> [SET TASK A]
Please translate this sentence from the thread about a Southern Ontario meet into Spanish: "Let me know if there is any interest and I'll start making arrangements for venue/date etc."
> [SET TASK B]
Take the thread about a Southern Ontario meet further from the point where it stops.
— begin EXTRACT —
# Southern Ontario/ NE US Meet



## Sassmastersq (Jan 12, 2007)

I'm looking into organizing a meet in southern Ontario for anyone in ontario and NE US, if there is enough interest.

Let me know if there is any interest and I'll start making arrangements for venue/date etc.


----------



## benny (Apr 7, 2008)

Whereabouts are ya thinking for venue/town/city? How far do I have to drive? I'd be into meeting some folks that KNOW/LOVE audio. (You're not allowed to laugh at me, though)


----------



## Sassmastersq (Jan 12, 2007)

I'm thinking oakville, there's a great drive in there, and I'm hoping they'll let us get together there during the day, and stay for the movies at night. it's just an idea so I have to approach them still.


----------



## yermolovd (Oct 10, 2005)

I'd be down depending on datage. After mid August works great for me, after I'm done my exams muahhaa... 
MuTT would probably be good to go too I guess. Maybe Fozzz.
ah the usual gang...


----------



## MuTT (Apr 4, 2007)

YUP, I'd definitely be down for this!!.....I'm thinking first couple of weeks of Sept, just throwing that out there 
..but I have no life and will probably show up whenever.
— end EXTRACT —
— begin DATA PROVIDED —
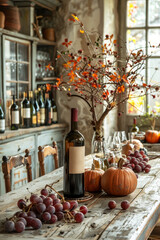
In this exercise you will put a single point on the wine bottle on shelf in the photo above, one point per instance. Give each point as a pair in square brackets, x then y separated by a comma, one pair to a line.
— end DATA PROVIDED —
> [FINAL ANSWER A]
Avísenme si hay algún interés y empezaré a organizar el lugar, la fecha, etc.

> [FINAL ANSWER B]
----------



## Sassmastersq (Jan 12, 2007)

Anyone else interested? if there is enough interest, I'll start making calls this week. I'm thinking of peoples' choice for best sound, best wiring, best workmanship, best install.


----------



## benny (Apr 7, 2008)

I told my wife about this, and she says, "sounds like fun, we should go." I think she's starting to get into it.


----------



## Mty Mous (Jun 23, 2005)

Nice, didn't even realize there was this many people on the board from S.Ontario area. I'm in Scarborough\Toronto myself, but Oakville isn't that far of a drive, so I'd definitely be interested in meeting up.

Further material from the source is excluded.